§ **Set task**: Skip the images and copy each record exactly as written.

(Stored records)
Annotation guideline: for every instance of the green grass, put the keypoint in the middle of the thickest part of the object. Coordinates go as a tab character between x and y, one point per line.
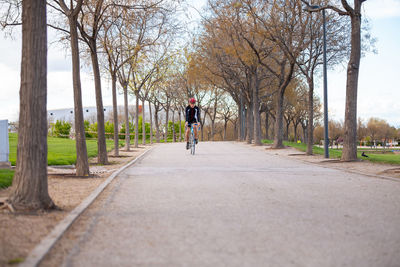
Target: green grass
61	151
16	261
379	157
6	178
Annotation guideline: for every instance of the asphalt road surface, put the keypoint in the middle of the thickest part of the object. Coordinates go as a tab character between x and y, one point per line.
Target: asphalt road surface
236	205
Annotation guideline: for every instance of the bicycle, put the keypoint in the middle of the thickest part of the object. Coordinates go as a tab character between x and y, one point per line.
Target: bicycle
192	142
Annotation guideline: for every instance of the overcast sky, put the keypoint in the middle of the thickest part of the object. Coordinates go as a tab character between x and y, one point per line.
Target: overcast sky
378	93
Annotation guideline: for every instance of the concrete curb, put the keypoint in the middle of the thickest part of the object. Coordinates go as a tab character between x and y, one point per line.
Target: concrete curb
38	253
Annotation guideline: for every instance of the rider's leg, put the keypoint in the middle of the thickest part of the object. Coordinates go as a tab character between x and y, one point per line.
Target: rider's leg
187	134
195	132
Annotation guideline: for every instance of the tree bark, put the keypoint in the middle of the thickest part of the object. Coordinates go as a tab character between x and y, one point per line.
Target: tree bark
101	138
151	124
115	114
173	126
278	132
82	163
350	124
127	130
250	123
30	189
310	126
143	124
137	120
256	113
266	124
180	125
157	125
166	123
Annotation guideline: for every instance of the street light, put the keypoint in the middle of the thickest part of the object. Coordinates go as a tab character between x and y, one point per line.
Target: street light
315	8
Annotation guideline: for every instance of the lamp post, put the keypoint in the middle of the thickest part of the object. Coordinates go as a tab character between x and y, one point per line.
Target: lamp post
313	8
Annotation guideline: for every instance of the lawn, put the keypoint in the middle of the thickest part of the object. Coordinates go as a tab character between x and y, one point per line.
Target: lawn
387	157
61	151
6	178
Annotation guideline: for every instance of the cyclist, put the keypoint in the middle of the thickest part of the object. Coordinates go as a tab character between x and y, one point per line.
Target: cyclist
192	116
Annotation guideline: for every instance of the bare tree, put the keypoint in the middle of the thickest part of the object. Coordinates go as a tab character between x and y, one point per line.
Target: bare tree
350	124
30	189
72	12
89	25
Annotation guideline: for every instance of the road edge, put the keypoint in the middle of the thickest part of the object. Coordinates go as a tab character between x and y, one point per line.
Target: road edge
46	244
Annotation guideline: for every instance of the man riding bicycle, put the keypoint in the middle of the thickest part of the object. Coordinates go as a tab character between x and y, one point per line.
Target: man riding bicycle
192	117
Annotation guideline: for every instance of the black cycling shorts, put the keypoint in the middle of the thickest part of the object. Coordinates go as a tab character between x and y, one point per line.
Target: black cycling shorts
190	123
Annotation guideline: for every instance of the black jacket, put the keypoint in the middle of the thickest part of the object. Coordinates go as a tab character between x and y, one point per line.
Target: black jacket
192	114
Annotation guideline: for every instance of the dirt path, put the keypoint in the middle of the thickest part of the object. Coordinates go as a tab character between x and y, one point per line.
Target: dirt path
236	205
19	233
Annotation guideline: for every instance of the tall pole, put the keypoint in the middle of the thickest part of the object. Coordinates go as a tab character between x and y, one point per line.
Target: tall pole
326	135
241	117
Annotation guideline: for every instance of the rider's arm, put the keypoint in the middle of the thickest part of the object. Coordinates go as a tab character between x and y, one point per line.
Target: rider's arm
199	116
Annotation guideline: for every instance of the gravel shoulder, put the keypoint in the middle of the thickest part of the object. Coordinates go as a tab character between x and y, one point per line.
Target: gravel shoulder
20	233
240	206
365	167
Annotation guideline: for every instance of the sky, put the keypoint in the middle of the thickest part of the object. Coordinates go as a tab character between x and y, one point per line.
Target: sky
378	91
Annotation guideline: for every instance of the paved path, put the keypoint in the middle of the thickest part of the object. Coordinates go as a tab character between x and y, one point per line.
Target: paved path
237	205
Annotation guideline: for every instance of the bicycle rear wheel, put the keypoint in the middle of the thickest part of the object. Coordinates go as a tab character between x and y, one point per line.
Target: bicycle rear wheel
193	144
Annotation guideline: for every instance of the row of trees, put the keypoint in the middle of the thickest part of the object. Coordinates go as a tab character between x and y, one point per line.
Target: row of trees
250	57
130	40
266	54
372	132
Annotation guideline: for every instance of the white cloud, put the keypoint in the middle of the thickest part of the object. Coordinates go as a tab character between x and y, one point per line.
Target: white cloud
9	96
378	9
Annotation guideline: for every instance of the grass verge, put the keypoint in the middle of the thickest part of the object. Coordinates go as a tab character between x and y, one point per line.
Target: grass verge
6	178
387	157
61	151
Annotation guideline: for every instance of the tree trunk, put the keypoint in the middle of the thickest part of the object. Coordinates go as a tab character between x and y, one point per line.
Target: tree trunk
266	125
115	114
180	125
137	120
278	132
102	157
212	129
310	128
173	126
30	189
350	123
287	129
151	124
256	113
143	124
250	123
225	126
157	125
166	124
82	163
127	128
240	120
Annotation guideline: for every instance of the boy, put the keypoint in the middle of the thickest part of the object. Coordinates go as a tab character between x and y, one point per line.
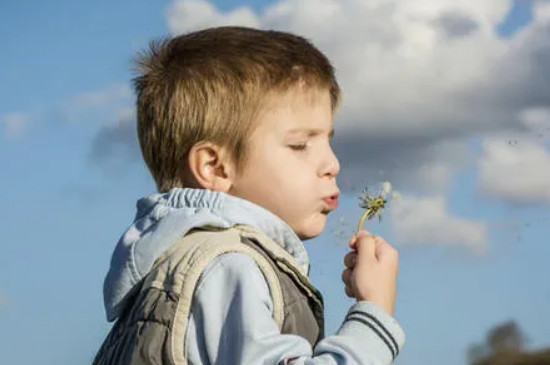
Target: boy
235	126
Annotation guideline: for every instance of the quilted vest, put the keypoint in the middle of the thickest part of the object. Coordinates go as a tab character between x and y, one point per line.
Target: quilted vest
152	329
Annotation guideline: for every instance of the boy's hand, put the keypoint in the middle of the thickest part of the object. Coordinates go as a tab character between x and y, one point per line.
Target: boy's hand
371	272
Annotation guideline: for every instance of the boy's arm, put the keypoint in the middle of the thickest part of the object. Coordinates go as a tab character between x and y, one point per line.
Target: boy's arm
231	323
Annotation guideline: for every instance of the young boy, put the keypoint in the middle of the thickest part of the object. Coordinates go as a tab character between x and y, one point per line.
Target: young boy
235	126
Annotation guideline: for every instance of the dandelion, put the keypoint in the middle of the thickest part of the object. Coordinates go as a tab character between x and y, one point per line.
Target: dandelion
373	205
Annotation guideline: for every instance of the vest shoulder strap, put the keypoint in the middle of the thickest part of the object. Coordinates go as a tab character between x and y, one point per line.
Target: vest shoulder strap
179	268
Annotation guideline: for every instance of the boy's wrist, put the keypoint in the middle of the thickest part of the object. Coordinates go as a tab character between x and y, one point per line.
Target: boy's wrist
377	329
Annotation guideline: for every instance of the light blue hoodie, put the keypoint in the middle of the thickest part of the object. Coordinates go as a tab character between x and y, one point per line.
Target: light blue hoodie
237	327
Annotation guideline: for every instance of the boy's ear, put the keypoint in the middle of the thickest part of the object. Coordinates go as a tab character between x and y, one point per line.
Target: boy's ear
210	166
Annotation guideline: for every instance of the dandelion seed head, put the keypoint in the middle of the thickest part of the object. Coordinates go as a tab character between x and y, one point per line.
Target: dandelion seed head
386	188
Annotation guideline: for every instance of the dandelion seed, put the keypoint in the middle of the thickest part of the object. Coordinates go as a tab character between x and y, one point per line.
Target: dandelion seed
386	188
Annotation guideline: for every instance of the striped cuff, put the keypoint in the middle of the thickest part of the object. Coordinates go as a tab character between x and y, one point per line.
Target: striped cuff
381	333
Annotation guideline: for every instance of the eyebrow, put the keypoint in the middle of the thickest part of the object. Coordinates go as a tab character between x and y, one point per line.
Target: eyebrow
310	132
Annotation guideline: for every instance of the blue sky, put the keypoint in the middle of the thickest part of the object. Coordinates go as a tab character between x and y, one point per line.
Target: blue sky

§ **Full output**:
Annotation guideline: for every instance of the green grass, put the keypoint in the middle of the thickest part of the object. Coordinates go as a tab character between x and y, one point per line.
Target: green grass
61	151
16	261
379	157
6	178
Annotation guideline: for every instance of the asphalt road surface, put the keypoint in the middle of the thickest part of the object. Coordinates go as a tab character between x and y, one point per line.
Target: asphalt road surface
236	205
Annotation guideline: for every instance of the bicycle, put the keypoint in the middle of the thickest part of the object. Coordinates go as a tab character between x and y, one point per line.
Target: bicycle
192	142
Annotation guideline: for every instance of the overcast sky, put the keypoint in the middle of the thickest part of the object. Coordinates go as a tab character between x and y, one point per line.
Target: overcast sky
378	93
Annotation guideline: for every instance of the concrete curb, put the keypoint in the middle of the thickest part of the object. Coordinates go as a tab character between x and y, one point per line.
Target: concrete curb
38	253
Annotation guideline: for every instance of the rider's leg, put the keypoint in the middle of the thickest part of the object. Coordinates go as a tab character between x and y, one point per line.
Target: rider's leg
187	134
195	132
Annotation guideline: for every instance of the tree bark, put the keypoint in the middle of the thickest part of the object. Coordinates go as a tab character between x and y, one point per line.
Target: tree bark
101	138
151	124
115	114
173	126
278	132
82	163
350	124
127	130
250	123
30	189
310	126
143	124
137	120
256	113
266	124
180	125
157	125
166	123
Annotation guideline: for every instance of the street light, put the keypoint in the middle of the thickest part of the object. Coordinates go as a tab character between x and y, one point per line.
Target: street light
315	8
Annotation guideline: for every instance of the lamp post, put the keypoint in the middle of the thickest part of the object. Coordinates go as a tab character between x and y, one point per line.
Target: lamp post
313	8
Annotation guideline: for every instance of the lawn, put the keypoint in the middle of the thickest part of the object. Coordinates go as a tab character between x and y, one point per line.
Target: lawn
387	157
61	151
6	178
Annotation guideline: for every instance of the cyclist, put the keypoint in the middle of the thickest part of the object. Coordinates go as a tab character between x and y, one point per line.
Target: cyclist
192	116
Annotation guideline: for every instance of the bare tree, put the keypoint in the middle of the thickest part of the object. Coordinates go as a tab character between x and y, one point per line.
Target: bare tree
350	124
30	189
72	12
89	25
Annotation guideline: for every instance of the road edge, put the keypoint in the middle of the thickest part of the object. Coordinates go as a tab character between x and y, one point per line.
Target: road edge
46	244
Annotation guideline: for every instance of the man riding bicycle, put the keypoint in the middle of the thickest part of the object. Coordinates go as a tab character between x and y, one point per line.
Target: man riding bicycle
192	117
Annotation guideline: for every instance of the black cycling shorts, put the keypoint in the middle of the thickest part of the object. Coordinates go as a tab character between x and y, one point per line.
Target: black cycling shorts
190	123
Annotation guideline: for every instance of the black jacket, put the keypoint in the middle of the thickest part of the object. Coordinates go as a tab character between x and y, one point per line.
Target: black jacket
192	114
Annotation guideline: for every instance of the dirt path, put the keypoint in the middle of the thickest part of the object. Coordinates go as a tab character between x and y, one point per line.
Target: dirt path
236	205
19	233
Annotation guideline: for every instance of the tall pole, put the keypoint in the middle of the thickest part of the object. Coordinates go as a tab character between x and y, one point per line.
Target: tall pole
326	135
241	117
Annotation guideline: for every instance of the rider's arm, put the keypoint in the middle of the thickest part of the object. Coordinates go as a tab character between x and y, one point per line.
Target: rider's arm
199	116
Annotation guideline: for every instance of the gravel shoulder, put the keypoint in the middle of the thickest part of the object. Coordinates go as a tab character between x and y, one point per line.
Target: gravel shoulder
20	233
240	206
365	167
Annotation guideline: for every instance of the sky, put the keypoint in the middle of the thickest part of the object. Coordinates go as a tab character between x and y, one point per line.
Target: sky
378	91
Annotation guideline: for every instance of the paved path, put the keypoint in the middle of the thickest part of the object. Coordinates go as a tab character between x and y, one point per line.
Target: paved path
237	205
Annotation guideline: for every instance of the bicycle rear wheel, put the keypoint in the middle of the thickest part of the object. Coordinates go as a tab character between x and y, one point per line.
Target: bicycle rear wheel
193	144
Annotation guideline: for every instance of the row of trees, put the keypoint in the middle of the thickest part of the object. Coordinates go as a tab character between x and y, one point per line.
Target: row of trees
250	57
130	40
266	54
372	132
Annotation guideline: for every instance of the white cloud, put the keypoint in the middle of the thickest part of the object. Coordinates go as a tab character between x and y, one point per line.
Target: white cloud
9	96
378	9
Annotation guideline: for every instance of the grass verge, put the keypoint in the middle of the thickest part of the object. Coordinates go as a tab character between x and y, one point per line.
Target: grass verge
6	178
387	157
61	151
Annotation guideline: for every instance of the tree trunk, put the keypoint in the middle of the thickest part of the object. Coordinates go as a tab character between x and y, one point per line.
Target: tree trunk
266	125
115	114
180	125
137	120
278	132
102	157
212	129
310	128
173	126
30	189
350	123
287	129
151	124
256	113
143	124
250	123
225	126
157	125
166	124
82	163
127	128
240	120
Annotation guideline: for every instance of the boy, put the keypoint in the middle of the thickest part of the object. Coordinates go as a tab character between x and y, one point per line.
Target: boy
235	126
Annotation guideline: for every instance of the quilted vest, put the keypoint in the middle of the thickest part of the object. Coordinates go as a tab character between x and y, one point per line.
Target: quilted vest
152	329
Annotation guideline: for every instance of the boy's hand, put the keypoint in the middle of the thickest part of the object. Coordinates go as a tab character between x and y, one point per line.
Target: boy's hand
371	272
Annotation guideline: for every instance of the boy's arm, put the keypoint in the middle of the thickest part of the object. Coordinates go as a tab character between x and y, one point per line.
Target: boy's arm
231	323
Annotation guideline: for every instance of the young boy, put the keypoint in the middle of the thickest part of the object. Coordinates go as a tab character between x and y, one point per line.
Target: young boy
235	126
Annotation guideline: for every instance of the dandelion, put the keypoint in the middle of the thickest part of the object. Coordinates go as a tab character between x and y, one point per line.
Target: dandelion
373	205
Annotation guideline: for every instance of the vest shoulder strap, put the keypoint in the middle of the thickest part of the object. Coordinates go as a tab character between x and y, one point per line.
Target: vest shoulder strap
179	268
Annotation guideline: for every instance of the boy's wrist, put the keypoint in the middle of the thickest part of the object. Coordinates go as a tab character between x and y, one point per line.
Target: boy's wrist
377	329
Annotation guideline: for every instance of the light blue hoodie, put the keypoint in the middle of the thickest part of the object. Coordinates go as a tab character between x and y, one point per line.
Target: light blue hoodie
237	327
Annotation guideline: for every instance of the boy's ear, put the keypoint in the middle of the thickest part of the object. Coordinates go as a tab character between x and y, one point per line.
Target: boy's ear
210	166
Annotation guideline: for every instance of the dandelion seed head, put the keypoint in the middle of the thickest part of the object. Coordinates go as a tab character between x and y, one point per line.
Target: dandelion seed head
386	188
Annotation guideline: for every instance of the dandelion seed, put the keypoint in the middle of the thickest part of the object. Coordinates go as a tab character between x and y, one point per line.
Target: dandelion seed
386	188
Annotation guideline: for every instance of the striped cuff, put the keypoint in the middle of the thickest part of the object. Coordinates go as a tab character between x and y, one point per line.
Target: striped cuff
381	333
Annotation guideline: for every instance of the eyebrow, put the keypoint in the middle of the thickest part of the object. Coordinates go as a tab character between x and y, one point per line.
Target: eyebrow
310	132
Annotation guideline: for every instance of the blue sky, put the keypoint in the middle of the thickest part of the object. Coordinates go as a tab character between x and y, one point per line.
Target: blue sky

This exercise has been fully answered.